The article below on retiree medical coverage gives reasons why many employers keep offering it. List every one of those reasons.
#### Document text ####
New Retiree Medical Options Rein in Cost 

Apr 17 2015

While the percentage of US employers offering retiree medical coverage fell sharply during the 1990s, the downward trend leveled off in the early 2000s. Our most recent survey of employer-sponsored health plans found that about a fourth of all large employers (500 or more employees) and about half of those with 20,000 or more employees offer retiree medical benefits for which new hires are eligible (substantially more continue to cover a closed group of current or future retirees). Many employers that still offer retiree coverage are committed to doing so, whether to honor past commitments, to gain an edge in the competition for talent or as a matter of corporate philosophy. In deciding whether to continue, cut back, or terminate retiree plans, sponsors must keep in mind that older employees see lack of coverage as a barrier to retirement. Our survey results consistently show that the median age at retirement is higher in organizations that don’t offer retiree coverage than in those that do — 65 years compared to 62.
#### Data provided ####
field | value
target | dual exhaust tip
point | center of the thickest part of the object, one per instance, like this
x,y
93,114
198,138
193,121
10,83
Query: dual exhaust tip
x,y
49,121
####
Written answer:
- To honor past commitments
- To gain an edge in the competition for talent
- As a matter of corporate philosophy